---------- TRECHO DA PÁGINA ----------

Vale lembrar que, em 2023, uma decisão da Terceira Turma do Superior Tribunal de Justiça (STJ) vetou a notificação, por parte de uma empresa credora, a um devedor por meio de redes sociais. Em resumo, para o colegiado, a dificuldade em achar um réu não justifica o uso de tais meios de comunicação em citações.
Reação de Musk a Moraes
Musk reagiu à notificação de Moraes, inclusive com várias postagens provocativas. Para Wilton, essa postura demonstra que o dono do X tomou ciência do ato judicial, o que valida a notificação.
As respostas lançadas por ele [Musk], dando azo a que se constate que, de fato, ‘recebeu’ a intimação e que fora, sim, lida, seriam suficientes para a convalidação da intimação processual (advogado Wilton Gomes)
O advogado ainda explicou que, em uma eventual defesa, Musk pode alegar que não há previsão legal para o modelo de intimação, por meio do X, expedido por Moraes. Também há o precedente do STJ sobre a não citação de réus por meio de redes sociais. Toda essa discussão pode ser levada para uma turma ou plenário do STF.
Entrevista completa
A seguir, leia a entrevista completa do especialista ao Band.com.br!

---------- DADOS DO EXERCÍCIO ----------

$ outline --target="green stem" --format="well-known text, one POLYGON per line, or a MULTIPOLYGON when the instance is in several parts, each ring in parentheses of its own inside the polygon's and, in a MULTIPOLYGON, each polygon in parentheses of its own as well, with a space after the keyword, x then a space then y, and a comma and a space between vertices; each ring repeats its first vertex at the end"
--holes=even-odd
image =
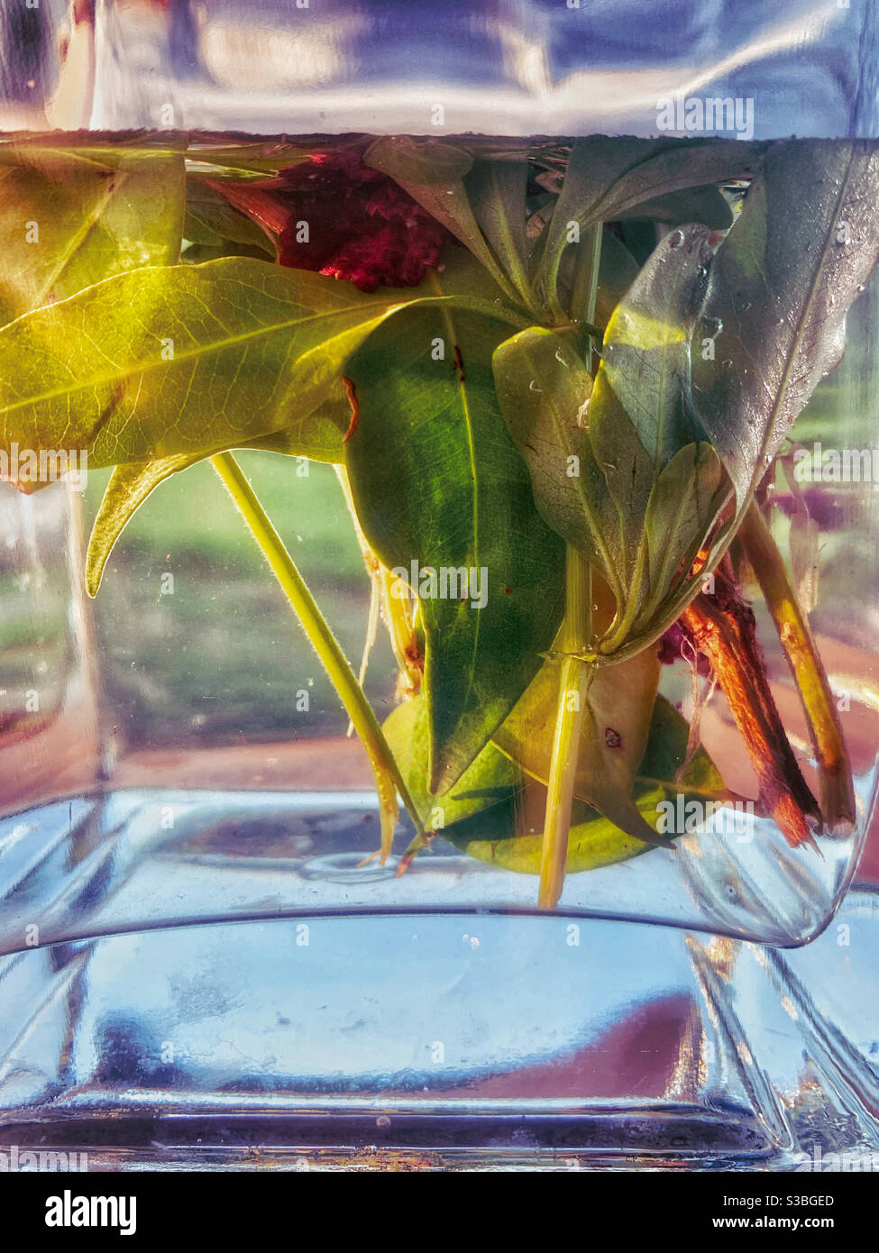
MULTIPOLYGON (((577 249, 571 291, 571 317, 581 325, 583 322, 592 323, 596 320, 603 229, 602 222, 591 226, 577 249)), ((592 370, 592 362, 589 362, 589 370, 592 370)))
POLYGON ((572 657, 582 653, 592 634, 592 568, 577 549, 567 546, 566 608, 562 629, 562 670, 559 675, 558 714, 547 784, 547 816, 543 824, 540 853, 540 890, 538 905, 552 910, 558 905, 564 885, 564 863, 568 857, 571 804, 577 781, 577 761, 583 733, 583 714, 594 667, 572 657))
POLYGON ((253 489, 245 477, 241 466, 231 452, 218 452, 211 457, 211 465, 219 475, 226 490, 241 511, 256 540, 260 551, 268 561, 275 578, 281 584, 287 600, 293 608, 308 640, 317 653, 326 673, 330 675, 355 730, 360 736, 375 776, 381 813, 381 860, 390 852, 396 826, 400 793, 415 828, 423 832, 421 821, 413 803, 406 784, 403 781, 394 754, 385 739, 372 708, 357 683, 345 654, 339 647, 324 614, 317 608, 296 563, 283 545, 281 536, 272 526, 265 509, 253 489))
MULTIPOLYGON (((572 317, 587 323, 596 320, 598 271, 601 268, 602 223, 591 227, 581 244, 574 274, 572 317)), ((555 267, 558 268, 558 267, 555 267)), ((554 291, 554 288, 553 288, 554 291)), ((589 341, 589 350, 593 345, 589 341)), ((592 351, 589 351, 592 368, 592 351)), ((564 623, 562 625, 562 668, 558 684, 558 713, 553 753, 547 783, 547 814, 540 847, 540 887, 538 905, 552 910, 564 886, 568 858, 571 806, 577 782, 583 715, 596 668, 582 657, 592 643, 592 566, 569 544, 564 550, 564 623)))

----------

- TAREFAS -
**A)** Liste, uma por linha, as pessoas mencionadas pelo nome no trecho da página.
**B)** Extraia sem alterações as linhas das entradas, do início delas até a linha que contém "POLYGON ((572 657, 582", inclusive. Deixe as imagens fora da resposta.

- RESPOSTAS EM ORDEM -
**A)**
Musk
Moraes
Wilton Gomes

**B)**
$ outline --target="green stem" --format="well-known text, one POLYGON per line, or a MULTIPOLYGON when the instance is in several parts, each ring in parentheses of its own inside the polygon's and, in a MULTIPOLYGON, each polygon in parentheses of its own as well, with a space after the keyword, x then a space then y, and a comma and a space between vertices; each ring repeats its first vertex at the end"
--holes=even-odd
image =
MULTIPOLYGON (((577 249, 571 291, 571 317, 581 325, 583 322, 592 323, 596 320, 603 229, 602 222, 591 226, 577 249)), ((592 370, 592 362, 589 362, 589 370, 592 370)))
POLYGON ((572 657, 582 653, 592 634, 592 568, 577 549, 567 546, 566 608, 562 629, 562 670, 559 675, 558 714, 547 784, 547 816, 543 824, 540 853, 540 890, 538 905, 552 910, 558 905, 564 885, 564 863, 568 857, 571 804, 577 781, 577 761, 583 733, 583 714, 594 667, 572 657))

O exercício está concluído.